INSTRUCCIÓN DE TRABAJO
Prosigue el texto sobre la post-verdad a partir de su última oración.

TEXTO PROPORCIONADO
┏━━

Bienvenida la Post-Verdad




«Post-verdad» ya empezó a ser un término de uso común. Nuestra época, caracterizada por ella, nos estaría haciendo testigos de una tragedia: lo verídico, «la verdad», ya no tendría el valor ni la relevancia de antes, y nos estaríamos enfrentando a la amenaza constante de que las ideas falsas moldeen nuestra realidad. Ya no serán los hechos reales, sino que las mentiras ―hechos y promesas falsas― las que moverán opiniones y voluntades e, incluso, a los votantes; mentiras que además conectan con lo que la gente quiere escuchar ―sus sentimientos― en lugar de atenerse a la realidad.  Así, editoriales de los medios más importantes del mundo analizan y lloran la aparición de este fenómeno. Tal fue su alcance que incluso el Diccionario Oxford la clasificó como «palabra del año».

La post-verdad entonces habría llegado para quedarse y la noticia resuena en los medios como si nunca hubiese existido antes; como si los políticos y líderes nunca hubiesen mentido ni manipulado la conciencia de las personas. Sin embargo, ya en el siglo XIX, un célebre novelista sajón escribía, «el deseo es el padre del pensamiento». Robert Darnton, por ejemplo, historiador norteamericano contemporáneo, explica cómo Procopio de Cesarea, historiador bizantino del siglo VI, habría escrito su «Anécdota», solo para calumniar la fama del Emperador Justinano, así como también el poeta Pietro Aretino habría intentado manipular la elección del Papa del año 1522 publicando satíricos e irreales Sonetos que dejaba en la estatua Pasquino. ¡El origen del «pasquín»! Quizás antes las calumnias avanzaban más lento, pero avanzaban y llegaban igual de lejos. El fenómeno actual sería su velocidad, el mismo que habría revolucionado Londres cuando «la producción de recortes con noticias falsas o semi-falsas y comprometedoras llegó a un peak a fines del siglo XVIII, junto con la aparición de los diarios».

┗━━

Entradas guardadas
┏━━

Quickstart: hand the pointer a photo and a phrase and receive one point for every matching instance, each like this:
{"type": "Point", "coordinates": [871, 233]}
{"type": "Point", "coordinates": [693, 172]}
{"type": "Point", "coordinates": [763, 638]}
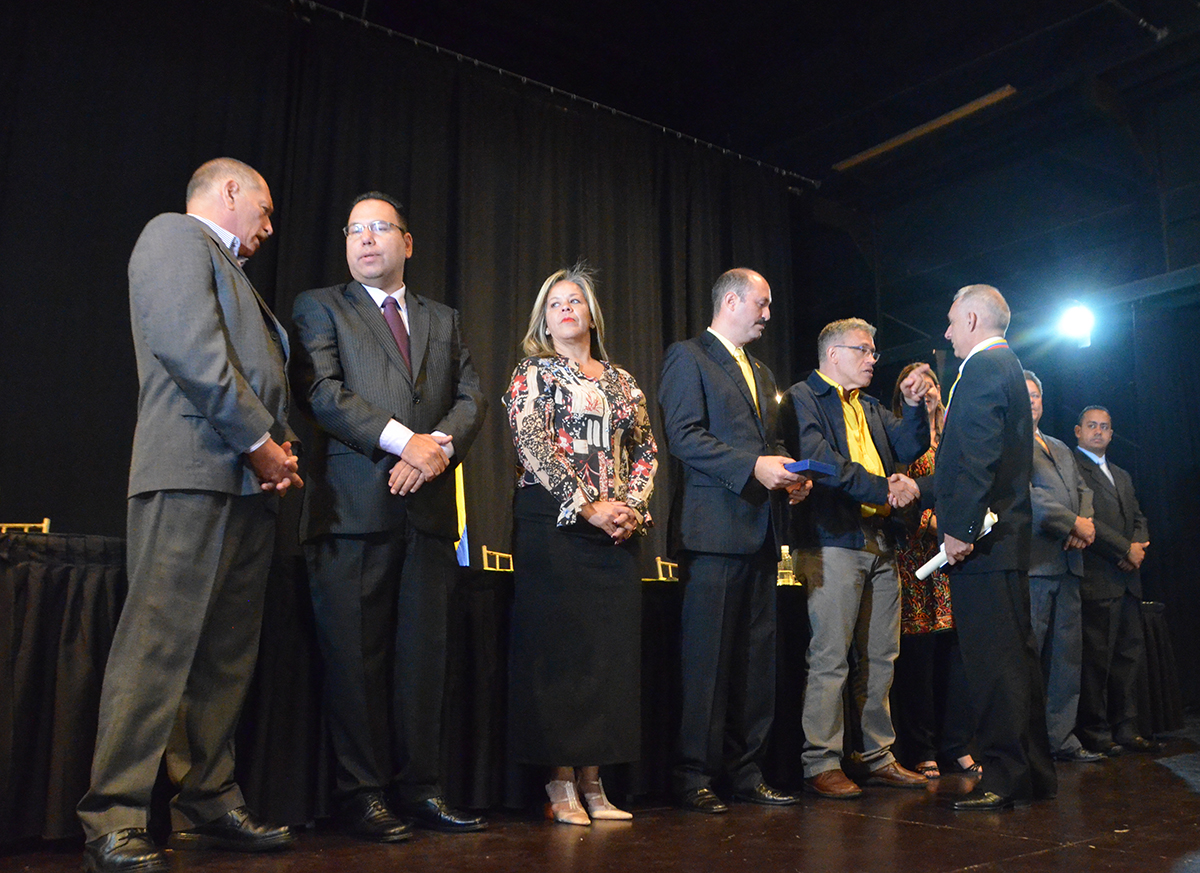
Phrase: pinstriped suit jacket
{"type": "Point", "coordinates": [351, 379]}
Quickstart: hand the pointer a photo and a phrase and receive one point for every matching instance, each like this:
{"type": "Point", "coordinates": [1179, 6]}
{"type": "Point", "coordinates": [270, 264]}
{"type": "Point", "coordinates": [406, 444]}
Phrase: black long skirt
{"type": "Point", "coordinates": [575, 646]}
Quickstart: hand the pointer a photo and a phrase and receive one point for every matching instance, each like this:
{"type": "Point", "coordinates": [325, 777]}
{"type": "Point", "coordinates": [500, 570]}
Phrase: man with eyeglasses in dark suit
{"type": "Point", "coordinates": [387, 378]}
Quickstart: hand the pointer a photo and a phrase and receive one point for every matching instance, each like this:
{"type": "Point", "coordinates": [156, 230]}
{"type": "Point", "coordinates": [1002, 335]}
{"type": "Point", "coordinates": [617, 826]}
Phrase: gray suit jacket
{"type": "Point", "coordinates": [210, 360]}
{"type": "Point", "coordinates": [351, 379]}
{"type": "Point", "coordinates": [1119, 522]}
{"type": "Point", "coordinates": [1060, 495]}
{"type": "Point", "coordinates": [713, 429]}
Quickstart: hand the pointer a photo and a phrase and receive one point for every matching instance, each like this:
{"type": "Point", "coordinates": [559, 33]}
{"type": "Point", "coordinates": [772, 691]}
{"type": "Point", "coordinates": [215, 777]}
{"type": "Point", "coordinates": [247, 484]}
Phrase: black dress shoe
{"type": "Point", "coordinates": [1140, 744]}
{"type": "Point", "coordinates": [235, 831]}
{"type": "Point", "coordinates": [366, 816]}
{"type": "Point", "coordinates": [765, 795]}
{"type": "Point", "coordinates": [436, 816]}
{"type": "Point", "coordinates": [988, 801]}
{"type": "Point", "coordinates": [702, 800]}
{"type": "Point", "coordinates": [129, 850]}
{"type": "Point", "coordinates": [1078, 756]}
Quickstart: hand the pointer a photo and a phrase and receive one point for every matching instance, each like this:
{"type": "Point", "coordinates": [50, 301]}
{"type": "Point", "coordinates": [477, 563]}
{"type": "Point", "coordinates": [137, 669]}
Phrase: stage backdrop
{"type": "Point", "coordinates": [107, 112]}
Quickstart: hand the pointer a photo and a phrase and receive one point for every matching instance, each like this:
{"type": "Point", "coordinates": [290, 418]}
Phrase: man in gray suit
{"type": "Point", "coordinates": [387, 378]}
{"type": "Point", "coordinates": [211, 455]}
{"type": "Point", "coordinates": [1062, 525]}
{"type": "Point", "coordinates": [1111, 597]}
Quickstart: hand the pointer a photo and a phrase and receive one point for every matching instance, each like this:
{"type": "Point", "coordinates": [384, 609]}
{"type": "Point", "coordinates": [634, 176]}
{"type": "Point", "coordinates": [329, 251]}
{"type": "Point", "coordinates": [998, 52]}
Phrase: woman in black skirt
{"type": "Point", "coordinates": [583, 438]}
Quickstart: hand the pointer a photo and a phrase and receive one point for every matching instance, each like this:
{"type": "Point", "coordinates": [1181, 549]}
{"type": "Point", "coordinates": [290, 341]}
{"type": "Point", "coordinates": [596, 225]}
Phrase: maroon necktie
{"type": "Point", "coordinates": [391, 313]}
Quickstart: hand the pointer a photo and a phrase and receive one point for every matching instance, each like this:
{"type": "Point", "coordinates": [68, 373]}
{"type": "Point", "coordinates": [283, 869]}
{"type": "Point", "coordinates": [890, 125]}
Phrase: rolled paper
{"type": "Point", "coordinates": [939, 560]}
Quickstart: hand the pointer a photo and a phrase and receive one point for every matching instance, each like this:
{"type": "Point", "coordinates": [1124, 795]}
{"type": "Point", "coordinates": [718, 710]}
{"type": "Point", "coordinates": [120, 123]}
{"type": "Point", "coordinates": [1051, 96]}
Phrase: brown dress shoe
{"type": "Point", "coordinates": [897, 776]}
{"type": "Point", "coordinates": [832, 783]}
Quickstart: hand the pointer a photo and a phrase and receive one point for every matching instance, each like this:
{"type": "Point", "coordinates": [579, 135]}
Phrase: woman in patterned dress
{"type": "Point", "coordinates": [927, 663]}
{"type": "Point", "coordinates": [583, 437]}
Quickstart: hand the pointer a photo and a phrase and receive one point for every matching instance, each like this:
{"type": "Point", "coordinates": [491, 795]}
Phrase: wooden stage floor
{"type": "Point", "coordinates": [1132, 813]}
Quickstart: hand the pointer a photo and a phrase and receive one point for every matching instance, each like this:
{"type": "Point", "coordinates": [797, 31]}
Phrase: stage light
{"type": "Point", "coordinates": [1077, 323]}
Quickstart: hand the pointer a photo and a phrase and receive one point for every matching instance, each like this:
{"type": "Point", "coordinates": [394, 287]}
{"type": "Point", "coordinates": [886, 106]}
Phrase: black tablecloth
{"type": "Point", "coordinates": [60, 596]}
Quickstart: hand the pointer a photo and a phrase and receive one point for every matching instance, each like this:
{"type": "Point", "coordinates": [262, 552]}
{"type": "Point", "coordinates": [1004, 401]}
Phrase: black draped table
{"type": "Point", "coordinates": [60, 596]}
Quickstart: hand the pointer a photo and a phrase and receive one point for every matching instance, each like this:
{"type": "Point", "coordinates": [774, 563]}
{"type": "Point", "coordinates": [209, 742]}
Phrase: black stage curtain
{"type": "Point", "coordinates": [109, 108]}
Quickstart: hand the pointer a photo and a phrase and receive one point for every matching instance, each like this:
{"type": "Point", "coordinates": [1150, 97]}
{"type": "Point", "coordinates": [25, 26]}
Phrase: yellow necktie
{"type": "Point", "coordinates": [739, 355]}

┗━━

ÁREA DE RESPUESTA
Asimismo, sostiene Darnton, en Francia «la circulación de rumores falsos, muchos de ellos a través de canciones y poemas tan cortos como los actuales tweets, llevaron a la caída del Conde de Maurepas como Ministro en abril de 1749 y, con ello, a la total transformación del paisaje político». A pesar de todo esto, creo que sí hay algo novedoso que rescatar del fenómeno actual. Primero, uno lamentable: la violencia retórica y segundo, uno encomiable: por primera vez en mucho tiempo se puede decir que alguien está mintiendo. Desde que se inició del virus de lo «políticamente correcto» a fines de los años 60, decir que un hecho era falso, o que alguien estaba mintiendo, estaba simplemente prohibido. Era un insulto, un acto agresivo. Bastaba con organizar un evento o incluso una «seria» Conferencia Académica para que el anfitrión ―cómo si importase algo serlo― pudiese afirmar lo que «tuviera ganas», ya que estaba seguro de que nadie lo iba a refutar con fuerza y menos lo iban a tratar de mentiroso. Esto cambió y al fin ahora se puede tratar de mentiroso y encarar, y bienvenido sea, a quien «falte a la verdad».